Retype the passage about the former priest word for word, between "In 2006, Peter" and "a little daughter.", inclusive.

++++ TEXT PASSAGE

Tuesday, March 9, 2010

Heaven Editor

Henry Makori*

My friend and I call him the Africa Editor in Heaven’s newsroom. Peter, as I shall call him because I do not wish to reveal his real name, was in his late 30s when we first met. A very neat and calm gentleman with a wide smile and a boundless sense of humour, he looked every inch a Catholic priest. But Peter was a Catholic journalist. We easily became friends.

Not long afterwards, I heard in our office that Peter was a former priest. My ears flapped in disbelief. But though we spoke freely, I shied away from asking him about it because I had never met an ex-priest. I also feared I could hurt him by asking – in case he had not fully recovered from the trauma of his quitting. And, to be honest, I had concluded he had done a horrible thing abandoning his holy calling.

In 2006, Peter went on his annual leave but did not return. Soon after, he told us he had got a better job. We were very happy for him. (We all endured, not enjoyed, our salaries.) And then Peter was diagnosed with cancer and hospitalized. We visited him. At his bedside was a woman who Peter, not very much bothered with his terrible illness, introduced as his wife – of course with a joke or two.

It was around that time I learned that Peter had actually been a Catholic priest. Several years back he had decided to leave. He requested to be released from the clerical state, but the church authorities were still studying his file. Meanwhile, he moved on with his life. He got a job and a woman. They had a little daughter.

Peter recovered and returned to work, but for only a short time. He was back in hospital again, seriously ill. One day the bad news came. Peter had died. His funeral in his rural home was a dismal affair. The church authorities and the many priests, nuns and religious who knew him stayed away.

I remember my late friend Peter in this Year of the Priest because in Africa today there are priests who find themselves in a situation similar to his. Those who want to leave the clerical state find it very difficult. In his biography, the retired Archbishop of Nairobi Ndingi Mwana ‘a Nzeki recounts how he tried to stop a priest from quitting, including sending him away to another diocese and outside the country for studies. But still the priest married the nun he had had a child with.

++++++++
++++ GIVEN RECORDS

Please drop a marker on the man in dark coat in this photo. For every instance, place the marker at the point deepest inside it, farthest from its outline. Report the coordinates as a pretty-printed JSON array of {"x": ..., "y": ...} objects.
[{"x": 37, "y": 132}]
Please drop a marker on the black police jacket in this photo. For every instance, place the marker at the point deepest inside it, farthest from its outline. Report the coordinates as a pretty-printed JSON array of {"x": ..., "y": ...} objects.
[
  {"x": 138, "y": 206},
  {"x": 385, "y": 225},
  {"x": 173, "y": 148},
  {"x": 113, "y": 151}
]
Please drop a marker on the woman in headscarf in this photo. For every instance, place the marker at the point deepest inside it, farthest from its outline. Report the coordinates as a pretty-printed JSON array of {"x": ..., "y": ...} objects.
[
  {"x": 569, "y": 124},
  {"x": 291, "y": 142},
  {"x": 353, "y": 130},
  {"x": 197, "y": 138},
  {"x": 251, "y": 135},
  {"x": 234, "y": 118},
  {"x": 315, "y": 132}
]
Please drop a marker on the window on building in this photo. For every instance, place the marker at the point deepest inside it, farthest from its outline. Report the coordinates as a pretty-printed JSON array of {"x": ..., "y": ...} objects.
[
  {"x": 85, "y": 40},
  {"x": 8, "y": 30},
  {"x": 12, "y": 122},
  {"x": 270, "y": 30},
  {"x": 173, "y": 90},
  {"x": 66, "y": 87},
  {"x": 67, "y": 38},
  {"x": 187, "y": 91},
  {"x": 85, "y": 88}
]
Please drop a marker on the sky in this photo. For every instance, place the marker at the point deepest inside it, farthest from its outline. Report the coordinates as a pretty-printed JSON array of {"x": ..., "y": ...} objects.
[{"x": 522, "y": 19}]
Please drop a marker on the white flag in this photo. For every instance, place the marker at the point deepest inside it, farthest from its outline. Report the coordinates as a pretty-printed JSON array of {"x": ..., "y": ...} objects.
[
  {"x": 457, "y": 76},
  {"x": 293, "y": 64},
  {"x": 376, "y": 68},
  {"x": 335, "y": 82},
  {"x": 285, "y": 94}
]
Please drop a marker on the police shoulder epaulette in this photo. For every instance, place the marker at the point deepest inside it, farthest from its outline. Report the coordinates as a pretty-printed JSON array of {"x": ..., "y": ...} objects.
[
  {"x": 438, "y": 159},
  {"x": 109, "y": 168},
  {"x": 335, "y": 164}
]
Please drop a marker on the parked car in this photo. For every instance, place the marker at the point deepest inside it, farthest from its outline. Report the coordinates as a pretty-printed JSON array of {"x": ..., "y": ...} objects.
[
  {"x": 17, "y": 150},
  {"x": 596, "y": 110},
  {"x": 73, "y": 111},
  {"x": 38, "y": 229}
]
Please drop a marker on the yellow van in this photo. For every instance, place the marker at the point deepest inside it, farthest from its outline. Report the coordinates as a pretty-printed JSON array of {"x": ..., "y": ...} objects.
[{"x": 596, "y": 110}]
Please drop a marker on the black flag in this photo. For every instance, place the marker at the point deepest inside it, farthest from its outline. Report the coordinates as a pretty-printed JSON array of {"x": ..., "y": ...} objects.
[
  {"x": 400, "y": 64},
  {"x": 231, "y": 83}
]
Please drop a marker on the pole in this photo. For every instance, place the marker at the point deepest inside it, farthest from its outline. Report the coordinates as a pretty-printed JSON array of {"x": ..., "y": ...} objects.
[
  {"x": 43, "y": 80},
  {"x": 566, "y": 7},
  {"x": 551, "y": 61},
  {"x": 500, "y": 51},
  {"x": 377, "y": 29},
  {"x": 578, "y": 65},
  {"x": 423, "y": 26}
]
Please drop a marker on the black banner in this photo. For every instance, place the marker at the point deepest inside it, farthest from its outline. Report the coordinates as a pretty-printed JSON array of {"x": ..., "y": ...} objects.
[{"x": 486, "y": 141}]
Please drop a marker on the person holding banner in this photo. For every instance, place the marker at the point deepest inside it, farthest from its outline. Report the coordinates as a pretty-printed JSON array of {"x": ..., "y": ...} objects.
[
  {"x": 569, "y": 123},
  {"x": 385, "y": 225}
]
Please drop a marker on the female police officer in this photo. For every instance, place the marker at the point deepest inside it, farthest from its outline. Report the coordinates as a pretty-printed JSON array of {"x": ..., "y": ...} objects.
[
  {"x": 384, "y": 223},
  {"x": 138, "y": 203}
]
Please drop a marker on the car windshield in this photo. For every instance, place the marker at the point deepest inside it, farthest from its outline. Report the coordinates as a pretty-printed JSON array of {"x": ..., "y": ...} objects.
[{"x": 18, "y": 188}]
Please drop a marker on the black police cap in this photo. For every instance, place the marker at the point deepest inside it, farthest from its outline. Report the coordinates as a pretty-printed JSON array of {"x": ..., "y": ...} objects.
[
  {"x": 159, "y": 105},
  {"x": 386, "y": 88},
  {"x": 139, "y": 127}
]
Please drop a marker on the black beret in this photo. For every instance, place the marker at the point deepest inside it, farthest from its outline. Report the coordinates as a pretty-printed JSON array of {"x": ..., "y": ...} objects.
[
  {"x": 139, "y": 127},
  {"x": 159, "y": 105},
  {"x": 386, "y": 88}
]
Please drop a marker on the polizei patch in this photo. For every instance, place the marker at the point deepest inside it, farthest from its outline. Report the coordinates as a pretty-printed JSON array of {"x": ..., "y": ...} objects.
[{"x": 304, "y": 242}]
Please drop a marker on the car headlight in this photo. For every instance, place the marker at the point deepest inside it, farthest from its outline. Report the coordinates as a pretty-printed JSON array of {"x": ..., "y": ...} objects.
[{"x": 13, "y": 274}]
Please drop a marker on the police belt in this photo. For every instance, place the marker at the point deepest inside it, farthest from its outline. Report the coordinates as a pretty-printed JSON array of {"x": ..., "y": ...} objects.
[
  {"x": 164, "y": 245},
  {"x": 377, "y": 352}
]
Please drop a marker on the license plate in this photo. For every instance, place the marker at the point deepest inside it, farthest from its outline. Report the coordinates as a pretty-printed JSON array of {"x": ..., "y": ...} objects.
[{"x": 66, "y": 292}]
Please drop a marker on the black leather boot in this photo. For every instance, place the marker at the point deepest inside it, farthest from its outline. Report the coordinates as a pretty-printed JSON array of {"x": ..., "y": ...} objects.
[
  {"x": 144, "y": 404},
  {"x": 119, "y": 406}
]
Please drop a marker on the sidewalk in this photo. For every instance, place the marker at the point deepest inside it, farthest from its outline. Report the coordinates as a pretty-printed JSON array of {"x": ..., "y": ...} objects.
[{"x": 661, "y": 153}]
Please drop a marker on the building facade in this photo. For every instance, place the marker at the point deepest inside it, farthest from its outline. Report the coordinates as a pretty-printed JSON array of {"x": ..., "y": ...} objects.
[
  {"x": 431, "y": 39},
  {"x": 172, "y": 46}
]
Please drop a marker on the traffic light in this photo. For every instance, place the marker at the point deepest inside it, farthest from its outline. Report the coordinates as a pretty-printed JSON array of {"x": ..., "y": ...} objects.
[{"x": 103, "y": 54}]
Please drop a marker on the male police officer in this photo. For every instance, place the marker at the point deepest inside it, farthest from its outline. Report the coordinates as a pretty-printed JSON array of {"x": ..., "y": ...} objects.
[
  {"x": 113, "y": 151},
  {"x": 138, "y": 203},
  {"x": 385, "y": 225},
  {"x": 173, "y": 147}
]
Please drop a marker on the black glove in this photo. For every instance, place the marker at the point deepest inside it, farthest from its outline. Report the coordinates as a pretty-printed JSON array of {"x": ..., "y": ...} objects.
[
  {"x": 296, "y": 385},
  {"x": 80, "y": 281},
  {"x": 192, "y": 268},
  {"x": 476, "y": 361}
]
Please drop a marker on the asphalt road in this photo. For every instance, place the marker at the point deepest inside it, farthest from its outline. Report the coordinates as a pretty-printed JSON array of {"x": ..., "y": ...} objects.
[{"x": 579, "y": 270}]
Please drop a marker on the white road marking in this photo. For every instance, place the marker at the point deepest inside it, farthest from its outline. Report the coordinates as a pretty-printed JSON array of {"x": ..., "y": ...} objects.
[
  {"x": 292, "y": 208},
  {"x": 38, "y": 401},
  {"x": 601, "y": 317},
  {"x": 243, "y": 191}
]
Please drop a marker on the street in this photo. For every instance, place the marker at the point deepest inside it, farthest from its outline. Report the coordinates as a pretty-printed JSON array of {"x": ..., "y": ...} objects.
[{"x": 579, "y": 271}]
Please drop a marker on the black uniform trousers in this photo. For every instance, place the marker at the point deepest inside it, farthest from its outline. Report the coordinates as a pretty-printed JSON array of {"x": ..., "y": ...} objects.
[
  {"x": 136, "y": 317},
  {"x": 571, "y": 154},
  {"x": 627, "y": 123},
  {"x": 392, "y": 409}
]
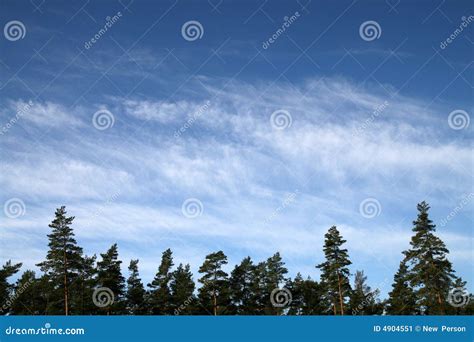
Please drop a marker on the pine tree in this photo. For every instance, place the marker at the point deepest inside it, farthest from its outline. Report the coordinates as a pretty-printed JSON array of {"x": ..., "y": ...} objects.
[
  {"x": 214, "y": 293},
  {"x": 84, "y": 287},
  {"x": 402, "y": 300},
  {"x": 6, "y": 288},
  {"x": 259, "y": 296},
  {"x": 334, "y": 271},
  {"x": 274, "y": 276},
  {"x": 364, "y": 300},
  {"x": 160, "y": 295},
  {"x": 63, "y": 260},
  {"x": 240, "y": 284},
  {"x": 109, "y": 275},
  {"x": 182, "y": 288},
  {"x": 431, "y": 273},
  {"x": 135, "y": 291}
]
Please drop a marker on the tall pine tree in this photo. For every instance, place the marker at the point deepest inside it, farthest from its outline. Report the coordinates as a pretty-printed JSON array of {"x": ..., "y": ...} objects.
[
  {"x": 182, "y": 286},
  {"x": 6, "y": 289},
  {"x": 135, "y": 291},
  {"x": 431, "y": 274},
  {"x": 160, "y": 295},
  {"x": 402, "y": 300},
  {"x": 334, "y": 271},
  {"x": 63, "y": 260},
  {"x": 109, "y": 275},
  {"x": 214, "y": 292}
]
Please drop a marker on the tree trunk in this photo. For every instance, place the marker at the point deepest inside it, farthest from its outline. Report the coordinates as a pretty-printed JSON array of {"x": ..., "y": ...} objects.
[
  {"x": 340, "y": 293},
  {"x": 66, "y": 303}
]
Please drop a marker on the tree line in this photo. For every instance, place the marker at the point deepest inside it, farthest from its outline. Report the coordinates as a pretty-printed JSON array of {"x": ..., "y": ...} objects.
[{"x": 72, "y": 283}]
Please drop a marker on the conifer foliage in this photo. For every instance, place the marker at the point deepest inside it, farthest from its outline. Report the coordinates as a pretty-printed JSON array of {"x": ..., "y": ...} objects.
[{"x": 71, "y": 283}]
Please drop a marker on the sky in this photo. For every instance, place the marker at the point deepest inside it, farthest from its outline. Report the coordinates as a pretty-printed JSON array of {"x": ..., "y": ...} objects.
[{"x": 245, "y": 126}]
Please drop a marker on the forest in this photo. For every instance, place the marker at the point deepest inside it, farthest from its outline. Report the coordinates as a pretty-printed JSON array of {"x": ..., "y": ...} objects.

++++++++

» **COMPLETED EXERCISE**
In 2006, Peter went on his annual leave but did not return. Soon after, he told us he had got a better job. We were very happy for him. (We all endured, not enjoyed, our salaries.) And then Peter was diagnosed with cancer and hospitalized. We visited him. At his bedside was a woman who Peter, not very much bothered with his terrible illness, introduced as his wife – of course with a joke or two.

It was around that time I learned that Peter had actually been a Catholic priest. Several years back he had decided to leave. He requested to be released from the clerical state, but the church authorities were still studying his file. Meanwhile, he moved on with his life. He got a job and a woman. They had a little daughter.